*Problem A*
In the blog post about the 1967 "Casino Royale," start at the words "Friday, June 18, 2010" and end after "logo, et cetera.)"; reproduce that passage word for word.
*Problem B*
Write what comes next in the blog post about the 1967 "Casino Royale," picking up right after its final line.

*Text segment*
#####

Friday, June 18, 2010

The Insanometer: Casino Royale

Someday, I pray someone will make a movie about the making of the 1967 Bond spoof "Casino Royale". Because while the movie itself is wildly uneven at best, the story of how it was made is an epic tale of clashing egos, dueling directors, and Hollywood excess that is absolutely riveting. For those of you who don't know, producer Charles K. Feldman managed to get the film rights to the Bond novel before the series of books became a wildly successful series of movies. He tried to make a deal with the people at EON Productions, but when that fell through, he decided to produce the film as a Bond spoof (since he couldn't get things like the theme music, Connery as Bond, the Bond logo, et cetera.)

Feldman's reworked film involved a baccarat expert impersonating James Bond in order to trick Le Chiffre into competing against him, and getting into difficulties when he had to act as a suave superspy instead of the bookish mathematician he really was. The screenplay was finished, the film was cast, shooting began...and it turned out that stars Orson Welles and Peter Sellers could not stand each other. It was hatred at first sight. Sellers either quit or was fired (accounts differ as to which) with the film only half-finished.

Feldman's solution was, to say the least, unique. He hired several other directors, had them film comic vignettes featuring random actors as Bond, and then put together a framing sequence where David Niven, the "original" Bond, put together a complex scheme to confuse SMERSH by setting loose hordes of fake Bonds!

The result is a movie that perfectly encapsulates the experience of watching AMC when you have a high fever. You'll be watching a scene, and it doesn't make any sense to you, and then without any warning or transition it'll become some other scene with totally different characters and you're not sure how any of it fits together, and you don't remember falling asleep but you figure you must have because you don't recognize anything that's going on and none of it connects with anything else and then it ends in something that you're absolutely sure has to be one of those nightmares you get when you're not quite sick enough to go to the hospital, but very very close. It's a movie that has to be seen to be believed, and even then I'm not quite sure I didn't dream it. I can't even actually summarize the plot, because it doesn't follow any kind of linear logic. On the Insanometer, this one is a perfect ten, and I'm strongly resisting the temptation to give it an eleven.

4 comments:

Zach said...

#####

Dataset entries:
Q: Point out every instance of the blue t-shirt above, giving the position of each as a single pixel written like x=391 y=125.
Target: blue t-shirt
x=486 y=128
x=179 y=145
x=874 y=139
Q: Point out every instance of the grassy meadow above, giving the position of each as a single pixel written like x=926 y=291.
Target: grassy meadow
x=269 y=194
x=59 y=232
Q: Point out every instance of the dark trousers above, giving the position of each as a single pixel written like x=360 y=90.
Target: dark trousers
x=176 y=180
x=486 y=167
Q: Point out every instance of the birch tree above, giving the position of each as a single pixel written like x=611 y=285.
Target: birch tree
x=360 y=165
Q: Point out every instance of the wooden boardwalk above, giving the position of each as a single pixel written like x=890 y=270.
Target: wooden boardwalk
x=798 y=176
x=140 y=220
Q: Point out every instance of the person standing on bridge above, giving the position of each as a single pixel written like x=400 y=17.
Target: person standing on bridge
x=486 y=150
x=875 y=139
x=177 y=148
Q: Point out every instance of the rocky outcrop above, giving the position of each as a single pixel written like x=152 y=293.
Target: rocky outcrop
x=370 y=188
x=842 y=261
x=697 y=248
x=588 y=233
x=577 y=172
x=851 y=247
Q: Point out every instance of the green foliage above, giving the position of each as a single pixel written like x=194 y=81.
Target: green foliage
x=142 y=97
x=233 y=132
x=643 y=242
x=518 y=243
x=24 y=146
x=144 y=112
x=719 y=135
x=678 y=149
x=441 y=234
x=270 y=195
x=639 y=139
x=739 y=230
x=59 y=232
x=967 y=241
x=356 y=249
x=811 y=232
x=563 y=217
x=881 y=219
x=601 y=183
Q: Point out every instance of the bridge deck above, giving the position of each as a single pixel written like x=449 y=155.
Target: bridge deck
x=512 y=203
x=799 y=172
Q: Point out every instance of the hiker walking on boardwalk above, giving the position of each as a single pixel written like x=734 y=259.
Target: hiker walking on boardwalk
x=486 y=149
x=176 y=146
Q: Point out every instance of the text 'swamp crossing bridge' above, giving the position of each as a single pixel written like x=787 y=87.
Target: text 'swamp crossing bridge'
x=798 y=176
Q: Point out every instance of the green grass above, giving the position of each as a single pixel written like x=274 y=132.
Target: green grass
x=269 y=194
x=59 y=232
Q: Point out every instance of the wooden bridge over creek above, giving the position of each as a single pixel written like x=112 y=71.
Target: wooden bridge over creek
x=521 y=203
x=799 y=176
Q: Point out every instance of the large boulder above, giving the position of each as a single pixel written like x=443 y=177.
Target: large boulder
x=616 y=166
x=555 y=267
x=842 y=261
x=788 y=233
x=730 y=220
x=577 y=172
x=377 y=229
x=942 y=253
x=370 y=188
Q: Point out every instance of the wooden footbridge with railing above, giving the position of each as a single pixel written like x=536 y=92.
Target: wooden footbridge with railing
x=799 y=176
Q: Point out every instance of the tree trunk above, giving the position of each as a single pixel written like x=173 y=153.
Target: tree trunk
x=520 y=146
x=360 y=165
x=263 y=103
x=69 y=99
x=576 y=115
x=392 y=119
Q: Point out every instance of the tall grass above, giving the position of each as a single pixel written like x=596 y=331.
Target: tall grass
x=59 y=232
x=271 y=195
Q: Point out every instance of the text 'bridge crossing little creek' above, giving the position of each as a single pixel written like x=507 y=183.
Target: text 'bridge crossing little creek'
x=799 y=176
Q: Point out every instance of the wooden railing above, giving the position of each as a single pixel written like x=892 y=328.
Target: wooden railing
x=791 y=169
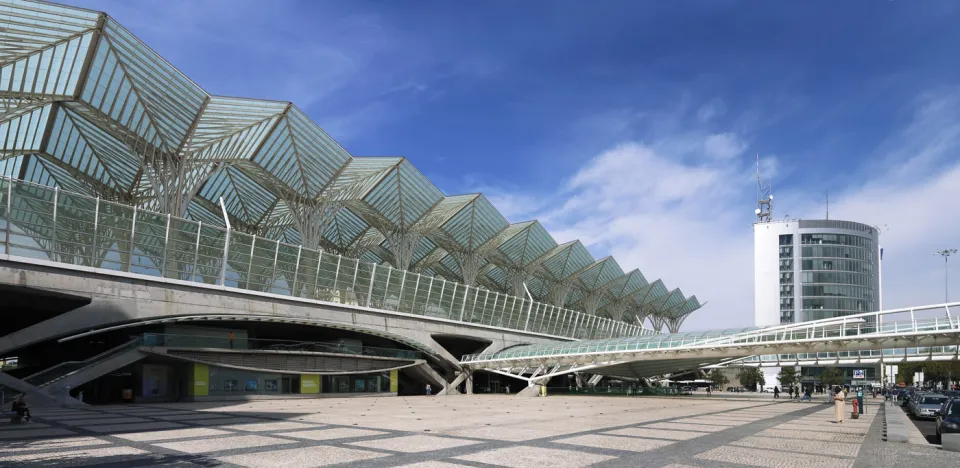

#####

*Final answer A*
Friday, June 18, 2010

The Insanometer: Casino Royale

Someday, I pray someone will make a movie about the making of the 1967 Bond spoof "Casino Royale". Because while the movie itself is wildly uneven at best, the story of how it was made is an epic tale of clashing egos, dueling directors, and Hollywood excess that is absolutely riveting. For those of you who don't know, producer Charles K. Feldman managed to get the film rights to the Bond novel before the series of books became a wildly successful series of movies. He tried to make a deal with the people at EON Productions, but when that fell through, he decided to produce the film as a Bond spoof (since he couldn't get things like the theme music, Connery as Bond, the Bond logo, et cetera.)

*Final answer B*
re: your civil war post on MGK

Actually, Cap may’ve been hunted by the government for any number of charges unrelated to the Superhuman Registration Act. He’s military, so when he declined to take Maria Hill’s side, that could be considered dereliction of duty. When he busted out of the Helicarrier, he attacked federal agents/soldiers (depending on how you define SHIELD agents), damaged federal property (jumping out the window of the Helicarrier and stole a frigging fighter jet and basically kidnapped the pilot.

John Seavey said...

Except that he's not military, and hasn't been in some time. They did a big story in the 80s that settled Cap's relationship with the US government; suffice to say, he is not a government agent and does not have to follow directives.

As for the latter...arguing that he broke the law by resisting arrest? "Well, we had about a dozen armed federal agents waiting for you, and you didn't break any laws...but when they started shooting at you with no legal justification, you didn't let them. That's gotta break some kind of law, right?"

Anonymous said...

thanks for the explanation re the Peter Sellers Casino Royale. I saw it in the 1980s and figured I just didn't understand the humor... but now I see I wasn't really supposed to understand the humor, because it really was as convoluted as I thought.

Zach said...

Hey John,
I'm not sure Cap's military status is so cut-and-dried pre-Civil War. Early on in New Avengers, he tells Maria Hill that he has "full champion status", which lets him assemble a team of operatives at any time, for any mission, even without approval from SHIELD. That suggests at least some sort of employment by/relationship with the government and/or the military.

And for the latter, I don't believe (don't have the actual issues in front of me), but I think they didn't start shooting until he rabbited. Granted, if he isn't military (though I would argue he is/was) or a federal agent, he's allowed to run as he pleases.